**Selected excerpt:**
+++
I’m going to take this off in a slightly different direction. You should not be focusing on the Actor model at all. What initially drove Erlang’s design was fault tolerance. It was built in industry, not academia. Ericsson needed software that kept running in the face of errors. They only accidentally re-invented the Actor model because of that focus on fault tolerance and supervision.

The way I’d phrase an answer to your question, is that the Actor model is the best way we know how to build fault tolerant systems today, but since fault tolerance is the primary driving design choice among the BEAM community, if a better way is discovered, I would expect them to embrace it.


I stand corrected, sorry.

It’s just that the BEAM technically being an interpreter (of byte code and not text but still an interpreter?) I don’t feel it will ever have an edge against C, C++, Rust, Go, OCaml in raw computing muscle. I coded 8 years in Java and I have witnessed what wonders a well-written JIT can achieve… just not sure it will close the gap enough.

I will be happy to be proven wrong in the future. :slight_smile:

1 Like

What boggles my mind is that people are still looking for the “perfect programming language” that will do everything well when since (shortly after) the dawn of the world-wide-web you’ve needed a collection of fundamental technologies (HTML, CSS, JavaScript) to even put together a reasonably interactive web page (not to even mention the supporting server-side technologies). So I hardly think that the “Polyglot Programmer” is in the realm of “Jonestown kool-aid”.

Programming languages are technologies typically optimized for a specific purpose - jack-of-all-trades technologies tend to not do anything particularly well, they are just “good enough” for some people. So if you are working with anything that has a reasonably wide scope you are usually committed to working with multiple technologies and that can mean multiple (specialized) programming languages.

Now, I know that someone will say “Erlang isn’t technically an implementation of actors”. That’s fine, but it’s close enough.
+++
**Raw data:**

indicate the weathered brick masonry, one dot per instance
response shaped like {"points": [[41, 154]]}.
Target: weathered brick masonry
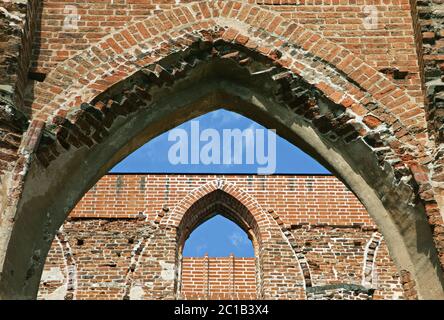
{"points": [[116, 243], [364, 101]]}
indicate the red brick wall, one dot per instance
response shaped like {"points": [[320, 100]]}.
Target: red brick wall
{"points": [[218, 278], [121, 241], [390, 46]]}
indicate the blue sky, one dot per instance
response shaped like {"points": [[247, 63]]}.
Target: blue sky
{"points": [[217, 236]]}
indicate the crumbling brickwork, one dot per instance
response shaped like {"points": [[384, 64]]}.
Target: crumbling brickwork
{"points": [[355, 85], [121, 241]]}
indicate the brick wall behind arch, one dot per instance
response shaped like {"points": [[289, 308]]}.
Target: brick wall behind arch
{"points": [[111, 246]]}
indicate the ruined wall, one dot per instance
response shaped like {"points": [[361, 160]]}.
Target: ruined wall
{"points": [[218, 278], [388, 45], [115, 244]]}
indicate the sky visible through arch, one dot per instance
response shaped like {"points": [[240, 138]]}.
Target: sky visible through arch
{"points": [[217, 236]]}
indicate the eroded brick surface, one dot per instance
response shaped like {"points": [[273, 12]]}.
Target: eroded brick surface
{"points": [[120, 242]]}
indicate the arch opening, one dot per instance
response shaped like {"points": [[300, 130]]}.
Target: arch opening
{"points": [[304, 118]]}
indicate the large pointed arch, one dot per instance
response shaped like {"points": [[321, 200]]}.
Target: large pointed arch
{"points": [[105, 102]]}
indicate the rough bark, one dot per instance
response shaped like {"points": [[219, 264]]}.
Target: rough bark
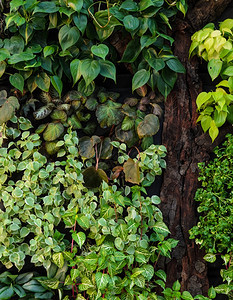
{"points": [[186, 146]]}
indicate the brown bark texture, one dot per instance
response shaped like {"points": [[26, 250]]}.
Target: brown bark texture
{"points": [[186, 146]]}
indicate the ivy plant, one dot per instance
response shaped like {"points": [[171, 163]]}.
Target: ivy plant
{"points": [[48, 42]]}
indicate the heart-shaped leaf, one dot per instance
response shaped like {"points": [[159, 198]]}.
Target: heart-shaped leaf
{"points": [[140, 78], [57, 84], [68, 36], [75, 70], [101, 50], [43, 81], [8, 108], [89, 69]]}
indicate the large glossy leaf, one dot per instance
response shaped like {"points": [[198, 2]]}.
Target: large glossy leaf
{"points": [[53, 131], [8, 108], [80, 20], [57, 84], [75, 70], [68, 36], [132, 51], [131, 170], [17, 81], [109, 114], [214, 68], [24, 56], [93, 178], [75, 4], [175, 65], [140, 78], [149, 126], [101, 50], [14, 45], [89, 69]]}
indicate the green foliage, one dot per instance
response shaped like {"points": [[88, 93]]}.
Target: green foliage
{"points": [[34, 195], [23, 286], [215, 46], [214, 229], [52, 41], [8, 105]]}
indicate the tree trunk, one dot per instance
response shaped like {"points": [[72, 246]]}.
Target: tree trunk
{"points": [[186, 146]]}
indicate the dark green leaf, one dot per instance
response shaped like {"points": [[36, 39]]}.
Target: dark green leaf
{"points": [[109, 114], [43, 81], [149, 126], [175, 65], [131, 23], [132, 51], [140, 78], [101, 50], [68, 36], [107, 69], [89, 69]]}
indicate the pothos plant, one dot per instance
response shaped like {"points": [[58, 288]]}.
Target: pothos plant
{"points": [[215, 47]]}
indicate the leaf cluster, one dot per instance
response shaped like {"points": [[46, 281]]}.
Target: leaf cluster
{"points": [[215, 47], [52, 41], [213, 232]]}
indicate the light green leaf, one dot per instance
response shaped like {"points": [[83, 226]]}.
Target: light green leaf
{"points": [[75, 70], [101, 50], [75, 4], [89, 69], [140, 78], [17, 81], [57, 84], [214, 68]]}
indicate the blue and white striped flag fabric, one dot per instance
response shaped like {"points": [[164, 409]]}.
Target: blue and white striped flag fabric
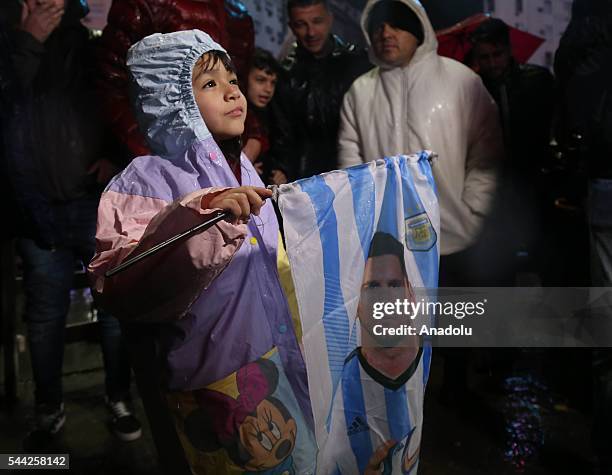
{"points": [[330, 221]]}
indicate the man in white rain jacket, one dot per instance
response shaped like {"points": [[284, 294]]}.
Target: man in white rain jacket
{"points": [[416, 100]]}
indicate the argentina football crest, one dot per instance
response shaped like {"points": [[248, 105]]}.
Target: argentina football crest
{"points": [[349, 234]]}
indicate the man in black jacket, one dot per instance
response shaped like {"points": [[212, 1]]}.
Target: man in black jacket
{"points": [[56, 163], [319, 70]]}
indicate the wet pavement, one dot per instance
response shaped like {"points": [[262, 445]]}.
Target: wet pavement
{"points": [[458, 439]]}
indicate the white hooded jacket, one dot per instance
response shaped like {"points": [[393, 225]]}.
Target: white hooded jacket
{"points": [[433, 103]]}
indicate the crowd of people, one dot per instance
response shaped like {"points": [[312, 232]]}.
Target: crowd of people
{"points": [[185, 130]]}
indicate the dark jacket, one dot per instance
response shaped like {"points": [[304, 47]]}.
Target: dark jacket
{"points": [[54, 133], [227, 22], [583, 65], [525, 99], [309, 99]]}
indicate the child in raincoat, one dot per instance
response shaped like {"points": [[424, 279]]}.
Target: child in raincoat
{"points": [[236, 381]]}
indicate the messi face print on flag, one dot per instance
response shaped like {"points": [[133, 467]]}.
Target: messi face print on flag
{"points": [[351, 235]]}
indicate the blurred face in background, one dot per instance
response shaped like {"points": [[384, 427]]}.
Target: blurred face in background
{"points": [[311, 26], [261, 87], [492, 61]]}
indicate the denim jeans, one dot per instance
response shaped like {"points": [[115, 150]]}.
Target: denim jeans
{"points": [[48, 279]]}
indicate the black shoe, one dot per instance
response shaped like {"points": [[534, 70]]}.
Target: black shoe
{"points": [[124, 424], [49, 420]]}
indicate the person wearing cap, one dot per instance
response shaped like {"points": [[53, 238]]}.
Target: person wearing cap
{"points": [[417, 100], [524, 96]]}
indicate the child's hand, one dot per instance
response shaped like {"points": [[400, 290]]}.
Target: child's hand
{"points": [[374, 466], [278, 177], [241, 202]]}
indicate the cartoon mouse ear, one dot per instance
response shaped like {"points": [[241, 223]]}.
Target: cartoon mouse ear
{"points": [[199, 431]]}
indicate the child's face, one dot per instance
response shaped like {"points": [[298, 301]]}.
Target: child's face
{"points": [[221, 104], [261, 87]]}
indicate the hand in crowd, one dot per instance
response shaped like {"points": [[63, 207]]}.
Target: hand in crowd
{"points": [[241, 202], [278, 177], [374, 466], [104, 171], [41, 17]]}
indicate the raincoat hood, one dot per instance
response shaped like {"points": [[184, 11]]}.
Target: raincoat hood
{"points": [[161, 66], [427, 48]]}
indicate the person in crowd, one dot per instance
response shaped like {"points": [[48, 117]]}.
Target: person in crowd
{"points": [[262, 79], [58, 165], [524, 97], [417, 100], [227, 21], [583, 67], [320, 69], [235, 379]]}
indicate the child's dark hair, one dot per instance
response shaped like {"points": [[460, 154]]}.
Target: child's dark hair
{"points": [[263, 59], [210, 59]]}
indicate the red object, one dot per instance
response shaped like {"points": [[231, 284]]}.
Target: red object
{"points": [[454, 42], [130, 21]]}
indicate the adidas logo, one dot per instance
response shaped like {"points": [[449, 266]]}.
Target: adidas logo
+++
**To be done:**
1. Answer these questions from the Erlang discussion:
(a) What kind of software did Ericsson need?
(b) For how many years did the writer code in Java?
(c) Which three fundamental technologies does the writer name for putting together a reasonably interactive web page?
2. Duplicate the passage of the Erlang discussion from "The way I’d" up to and including "the gap enough.", word for word.
3. Write the next part of the Erlang discussion, picking up after its final sentence.
The material placed after the Erlang discussion is separate from that text.

**Exercise responses:**
1.
(a) Software that kept running in the face of errors.
(b) 8 years.
(c) HTML, CSS and JavaScript.

2.
The way I’d phrase an answer to your question, is that the Actor model is the best way we know how to build fault tolerant systems today, but since fault tolerance is the primary driving design choice among the BEAM community, if a better way is discovered, I would expect them to embrace it.


I stand corrected, sorry.

It’s just that the BEAM technically being an interpreter (of byte code and not text but still an interpreter?) I don’t feel it will ever have an edge against C, C++, Rust, Go, OCaml in raw computing muscle. I coded 8 years in Java and I have witnessed what wonders a well-written JIT can achieve… just not sure it will close the gap enough.

3.
That doesn’t change that you yourself may be too fixated on the Actor model (the same way an OO enthusiast may focus on objects, totally overlooking the “messages”).

The BEAM doesn’t care about the Actor model - it’s about lightweight processes and how the BEAM schedulers manage them. For me this talk expresses the spirit of the BEAM most clearly:

Lambda Days 2015 - Torben Hoffmann - Thinking like an Erlanger

The BEAM is more than a virtual machine - it’s actually more like a mini-OS - one that is smarter about how to get the most (concurrency, rather than raw power) out of the host hardware than the actual OS it is operating on.

Complaining about Elixir, Erlang or any other BEAM langauge not being good enough for all applications is almost like complaining that bash, bourne shell, zsh, etc. aren’t good enough for all applications. The concurrency support means that you can choreograph or orchestrate concurrent activities fairly easily while at the same time being able to “outsource” certain work to other tools that may be more suited for a particular task.

Now some developers don’t want to leave the “comfort and familiarity” of their preferred programming language/environment - but that is a separate issue (and an unreasonable expectation in our increasingly “connected” world).

So competing implementations of the Actor model are largely irrelevant because the real gold is with the BEAM’s schedulers (and to a certain degree “distribution” but more from a local fault tolerance perspective rather than “heterogenous” and “world-wide” distribution).


I can think of many “general purpose” languages that do most things reasonably well. Golang, Rust, Python, etc.

There is a competing idea, though, that you hint at. The “learn a DSL” system. Elixir could be seen as a DSL for distributed systems. And you could use 10 other DSLs for different things. Markup, Styling, etc.

I am intrigued by the vision. I’ve tinkered with Racket on-and-off for many years for that reason.

But really, I think people are looking for that performant, future-proof, general language so that they can quite simply get the most “bang for their buck”.

Why do people want to learn programming? I think generally because they want to do a lot of cool things with computers. Well, I can do more cool things with x than I can with y. y is better at some things than x, but not by a ton.

It’s like buying a swiss army knife vs a single blade. The single blade might be amazing quality, but it’s just more handy to carry the swiss army knife around in your pocket.

It took me a while to get to that metaphor ^ haha

Yep, I understand that. I just say Actors because it is what made Elixir really click for me to begin with. I think it’s natural for humans to think primarily about the endpoints than about the letters. We want to understand the zoomed-out view, I suppose.

1 Like

There is your swiss army knife right there. But people who’ve learned one of those “other” programming languages first, think it “looks funny”- so they dismiss it.
(Some racket links).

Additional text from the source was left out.